■ Short exercise ■
In the 9/11 report excerpt, what headline did the story carry?
=== Extracted text ===
Arts, Media & Culture News with 'tude

9/11: THE DAY OF, THE DAY AFTER, THE WEEK AFTER

September 11, 2006 by Jan Herman

People run from the collapse of one of the World Trade Center towers on Tuesday.

Starting when the news broke, my report grew longer by the minute. It ran, updated in real time, as MSNBC.com’s cover story. I cobbled together eye-witness accounts — my own, those of others from MSNBC and the Associated Press — writing and rewriting as the catastrophe mounted.

NEW YORK, Sept. 11 — It was the scene of a nightmare: people on fire jumping in terror from the two World Trade Center towers just before the buildings collapsed, splinters of debris falling from the sky like surreal confetti, deadly smoke blackening the air and, in the aftermath of the devastation, an exodus of thousands of New Yorkers coated in white ash streaming on foot for hours across the city’s bridges.

The lede kept changing throughout the day. That graf is what it finally morphed into by the time I quit writing. The story ran here, but for some reason the text was not preserved except for the headline, “Nightmare scene in New York City,” and the photo, above. [Now, even the headline and photo have disappeared from the site.]
The entire story is too long to reproduce, so here’s an excerpt. (Besides, I’d rather not reprise all the horrors.)
=== Listing ===
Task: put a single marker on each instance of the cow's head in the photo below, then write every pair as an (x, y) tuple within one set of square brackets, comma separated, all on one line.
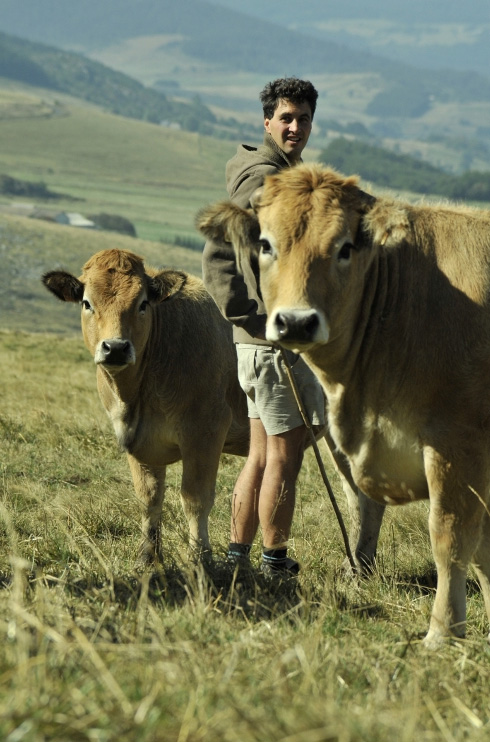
[(117, 297), (313, 250)]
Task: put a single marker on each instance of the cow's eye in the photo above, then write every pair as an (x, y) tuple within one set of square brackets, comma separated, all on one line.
[(345, 251), (265, 247)]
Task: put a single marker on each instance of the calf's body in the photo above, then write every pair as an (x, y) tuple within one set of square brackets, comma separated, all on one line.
[(166, 375)]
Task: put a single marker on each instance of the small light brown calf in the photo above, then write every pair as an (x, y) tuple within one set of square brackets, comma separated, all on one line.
[(166, 375)]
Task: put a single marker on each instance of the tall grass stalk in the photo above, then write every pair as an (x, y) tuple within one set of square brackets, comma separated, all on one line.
[(94, 650)]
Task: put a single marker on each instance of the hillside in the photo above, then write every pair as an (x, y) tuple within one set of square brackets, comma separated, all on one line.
[(441, 34), (29, 248)]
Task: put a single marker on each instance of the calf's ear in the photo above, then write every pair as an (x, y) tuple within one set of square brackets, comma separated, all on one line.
[(165, 284), (64, 286)]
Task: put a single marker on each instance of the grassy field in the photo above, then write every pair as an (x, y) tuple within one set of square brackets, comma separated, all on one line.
[(93, 650)]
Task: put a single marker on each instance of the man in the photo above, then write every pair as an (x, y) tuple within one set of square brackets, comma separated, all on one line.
[(265, 490)]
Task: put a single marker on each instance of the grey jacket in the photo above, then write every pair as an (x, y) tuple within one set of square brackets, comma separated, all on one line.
[(238, 296)]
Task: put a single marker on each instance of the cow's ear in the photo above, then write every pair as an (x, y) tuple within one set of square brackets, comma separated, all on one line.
[(255, 198), (227, 222), (63, 285), (165, 285)]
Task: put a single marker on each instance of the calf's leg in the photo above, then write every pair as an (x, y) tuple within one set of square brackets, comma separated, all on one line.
[(149, 485), (455, 521)]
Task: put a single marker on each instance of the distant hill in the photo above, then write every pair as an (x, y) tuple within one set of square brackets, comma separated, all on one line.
[(440, 34), (212, 34), (67, 72), (401, 172)]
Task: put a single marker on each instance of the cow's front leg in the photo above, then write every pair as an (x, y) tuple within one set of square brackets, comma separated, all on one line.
[(149, 485), (365, 515), (455, 522), (200, 461), (481, 561)]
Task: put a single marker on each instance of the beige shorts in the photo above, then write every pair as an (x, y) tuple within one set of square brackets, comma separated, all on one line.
[(263, 377)]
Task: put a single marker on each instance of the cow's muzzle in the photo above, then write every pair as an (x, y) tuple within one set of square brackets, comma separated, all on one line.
[(297, 327), (115, 353)]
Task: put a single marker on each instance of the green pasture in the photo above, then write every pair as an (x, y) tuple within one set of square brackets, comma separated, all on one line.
[(94, 650), (155, 176)]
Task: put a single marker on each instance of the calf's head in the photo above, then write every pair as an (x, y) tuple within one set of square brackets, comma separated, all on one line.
[(306, 230), (117, 297)]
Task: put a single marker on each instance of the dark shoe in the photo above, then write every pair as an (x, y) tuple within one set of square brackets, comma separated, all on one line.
[(282, 570)]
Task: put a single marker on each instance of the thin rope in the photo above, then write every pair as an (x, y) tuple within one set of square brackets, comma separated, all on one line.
[(309, 427)]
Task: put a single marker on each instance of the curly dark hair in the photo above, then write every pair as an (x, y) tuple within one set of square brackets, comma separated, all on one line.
[(287, 88)]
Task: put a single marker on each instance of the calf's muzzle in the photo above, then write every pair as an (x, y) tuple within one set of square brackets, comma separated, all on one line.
[(294, 326)]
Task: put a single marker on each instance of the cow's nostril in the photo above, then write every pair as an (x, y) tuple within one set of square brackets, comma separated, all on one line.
[(311, 325), (281, 325)]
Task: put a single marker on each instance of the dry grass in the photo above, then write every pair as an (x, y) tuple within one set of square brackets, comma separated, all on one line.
[(94, 650)]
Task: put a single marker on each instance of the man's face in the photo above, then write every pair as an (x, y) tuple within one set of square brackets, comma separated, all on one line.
[(290, 127)]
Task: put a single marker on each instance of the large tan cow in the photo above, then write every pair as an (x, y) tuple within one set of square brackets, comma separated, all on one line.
[(389, 303), (166, 375)]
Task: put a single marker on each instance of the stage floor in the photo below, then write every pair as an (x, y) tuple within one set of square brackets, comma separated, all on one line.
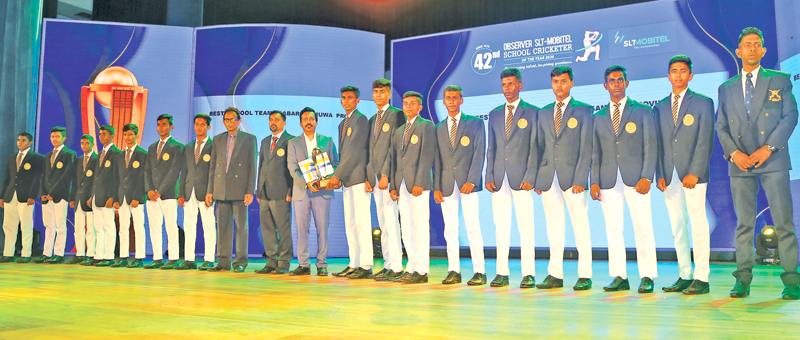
===
■ Answer in full ■
"Nightmare scene in New York City."